■ SET PROBLEM
Each record is to be printed again precisely as it reads.

■ DATA SHOWN
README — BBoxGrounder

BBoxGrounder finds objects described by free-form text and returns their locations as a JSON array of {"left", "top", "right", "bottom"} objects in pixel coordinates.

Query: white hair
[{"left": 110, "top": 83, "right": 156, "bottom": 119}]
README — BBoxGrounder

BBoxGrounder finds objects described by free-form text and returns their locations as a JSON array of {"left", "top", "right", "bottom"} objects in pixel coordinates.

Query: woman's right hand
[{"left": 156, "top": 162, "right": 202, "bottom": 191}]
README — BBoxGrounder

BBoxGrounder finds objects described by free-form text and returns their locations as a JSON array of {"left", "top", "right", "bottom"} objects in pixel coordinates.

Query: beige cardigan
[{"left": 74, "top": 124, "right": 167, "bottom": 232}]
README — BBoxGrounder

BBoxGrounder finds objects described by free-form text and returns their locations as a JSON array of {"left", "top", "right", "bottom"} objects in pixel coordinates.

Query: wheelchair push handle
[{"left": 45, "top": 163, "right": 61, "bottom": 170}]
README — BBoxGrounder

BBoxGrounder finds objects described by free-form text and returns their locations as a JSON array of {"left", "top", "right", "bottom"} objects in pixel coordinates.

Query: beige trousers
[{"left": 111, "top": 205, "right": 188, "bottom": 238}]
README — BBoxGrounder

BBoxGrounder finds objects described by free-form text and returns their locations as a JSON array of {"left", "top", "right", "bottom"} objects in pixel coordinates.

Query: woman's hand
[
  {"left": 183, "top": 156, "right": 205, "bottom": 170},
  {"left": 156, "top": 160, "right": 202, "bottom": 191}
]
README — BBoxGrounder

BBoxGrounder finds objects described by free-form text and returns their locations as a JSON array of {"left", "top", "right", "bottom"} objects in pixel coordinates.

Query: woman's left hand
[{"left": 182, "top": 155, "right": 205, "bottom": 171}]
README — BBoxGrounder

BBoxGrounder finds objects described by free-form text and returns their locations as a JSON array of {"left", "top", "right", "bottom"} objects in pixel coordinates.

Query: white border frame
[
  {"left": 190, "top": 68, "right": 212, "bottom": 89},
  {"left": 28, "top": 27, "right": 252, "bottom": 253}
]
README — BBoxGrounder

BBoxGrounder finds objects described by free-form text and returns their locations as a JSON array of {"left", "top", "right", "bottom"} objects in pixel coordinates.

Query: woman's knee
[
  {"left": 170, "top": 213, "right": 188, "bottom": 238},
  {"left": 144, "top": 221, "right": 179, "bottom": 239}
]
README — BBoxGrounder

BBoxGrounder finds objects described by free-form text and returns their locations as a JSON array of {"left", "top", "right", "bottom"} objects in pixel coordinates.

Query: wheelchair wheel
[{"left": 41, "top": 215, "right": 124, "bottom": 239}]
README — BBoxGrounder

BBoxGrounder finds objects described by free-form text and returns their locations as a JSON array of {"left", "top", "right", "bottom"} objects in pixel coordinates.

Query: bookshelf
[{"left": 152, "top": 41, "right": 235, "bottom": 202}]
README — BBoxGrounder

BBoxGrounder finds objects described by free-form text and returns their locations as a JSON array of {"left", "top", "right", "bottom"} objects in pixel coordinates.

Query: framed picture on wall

■ RESPONSE TO THE EXERCISE
README — BBoxGrounder

BBoxGrounder finds objects described by free-form text and returns their locations as a JSON array of {"left", "top", "right", "bottom"} objects in pixel coordinates.

Query: white hair
[{"left": 110, "top": 83, "right": 156, "bottom": 119}]
README — BBoxGrounder

BBoxGrounder finds objects described by free-form text and returns their locations as a JSON array of {"left", "top", "right", "bottom"} objects in pixel coordinates.

Query: woman's right hand
[{"left": 156, "top": 162, "right": 202, "bottom": 191}]
README — BBoxGrounder

BBoxGrounder finds objects described by free-form text and returns their locations as a JSON array of {"left", "top", "right", "bottom"} objects in pixel coordinates.

Query: beige cardigan
[{"left": 74, "top": 124, "right": 167, "bottom": 232}]
README — BBoxGrounder

BBoxGrounder finds objects described by free-form text and returns their locations as a JSON array of {"left", "top", "right", "bottom"} objects in pixel coordinates.

Query: wheelchair push handle
[{"left": 45, "top": 163, "right": 61, "bottom": 170}]
README — BBoxGrounder

BBoxGrounder finds objects described by free-form text and returns their locations as a JSON array of {"left", "top", "right", "bottom"} objects in pixel coordinates.

Query: beige trousers
[{"left": 111, "top": 205, "right": 188, "bottom": 238}]
README — BBoxGrounder

BBoxGrounder finds objects described by free-form text and returns their locations as a JSON array of {"left", "top", "right", "bottom"} objects in pixel coordinates.

Query: woman's hand
[
  {"left": 183, "top": 156, "right": 205, "bottom": 170},
  {"left": 156, "top": 160, "right": 202, "bottom": 191}
]
README — BBoxGrounder

BBoxGrounder finds objects described by free-form text and returns their locations as a JSON array of {"left", "top", "right", "bottom"} objects in pixel coordinates.

Query: woman's left hand
[{"left": 182, "top": 155, "right": 205, "bottom": 171}]
README — BBoxGrounder

BBoxGrounder finds objects described by free-form text and returns their locations as a JSON array of {"left", "top", "right", "bottom"} objects in pixel coordinates.

Query: white border frame
[
  {"left": 190, "top": 68, "right": 212, "bottom": 89},
  {"left": 28, "top": 27, "right": 252, "bottom": 253}
]
README — BBoxGrounder

BBoxGrounder finds objects described by free-form text and returns their locations as a JSON array of {"left", "top", "right", "bottom"} objects in pixel coordinates.

Query: woman's knee
[
  {"left": 170, "top": 213, "right": 188, "bottom": 238},
  {"left": 144, "top": 221, "right": 179, "bottom": 239}
]
README — BBoxGrounder

BBoxGrounder finds objects described by free-form text and returns their locations as a JSON array of {"left", "top", "right", "bottom"} objects in pixel coordinates.

Query: wheelchair wheel
[{"left": 41, "top": 215, "right": 124, "bottom": 239}]
README — BBoxGrounder

BBoxGrounder finds objects described by free-form text and returns their locations as a JSON array of {"left", "top", "right", "bottom"} objects in pixel coordinates.

Query: bookshelf
[{"left": 152, "top": 41, "right": 235, "bottom": 202}]
README — BBoxGrounder

BBoxGrounder finds objects described by free-form text and returns their locations as a JSON array of {"left", "top", "right", "bottom"} objects in pixel coordinates.

Query: framed picture on wall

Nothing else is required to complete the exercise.